Reading text
◆ ◆ ◆

Team lookouts may work in close proximity to the fire front and it may be difficult for them to gain a full appreciation of what is happening across the whole incident ground, particularly in relation to unseen fire behaviour and spread. It is for this key reason that tactical lookouts may also be needed at wildfire incidents.

In addition to the responsibilities for safety officers as outlined in Incident command: Knowledge, skills and competence and National Operational Guidance: Incident command, tactical lookouts should also be appointed and deployed by the incident commander, operations commander and/or sector commander(s) to:

  • Monitor all teams and personnel within their area of responsibility and ensure they operate within the LACES safety protocol at all times
  • Gather and review information on:
    • Fuel type, condition and arrangement
    • Topography
  • Monitor current weather conditions and obtain weather forecasts from command support
  • Use a wildfire prediction system to:
    • Predict future fire behaviour and firespread
    • Identify windows of opportunity, trigger points and critical points
    • Inform the implementation of the LACES safety protocol
  • Brief the incident commander and other personnel, as appropriate, on predicted fire behaviour, firespread and potential windows of opportunity, critical points and trigger points
  • Monitor and communicate any observed and predicted changes in fire behaviour, firespread and/or weather conditions to the incident commander and other relevant personnel (for example, team lookouts and crews/teams within their assigned area)

◆ ◆ ◆

Dataset section

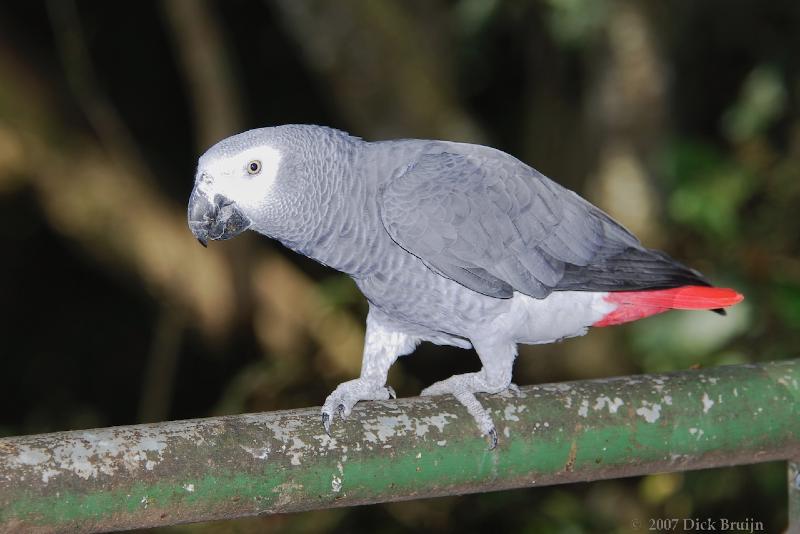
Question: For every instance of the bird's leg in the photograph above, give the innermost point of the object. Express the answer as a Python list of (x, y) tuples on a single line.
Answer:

◆ ◆ ◆

Quote word for word the part of the text on wildfire lookouts above, starting at "Team lookouts may" and ending at "at wildfire incidents.".

Team lookouts may work in close proximity to the fire front and it may be difficult for them to gain a full appreciation of what is happening across the whole incident ground, particularly in relation to unseen fire behaviour and spread. It is for this key reason that tactical lookouts may also be needed at wildfire incidents.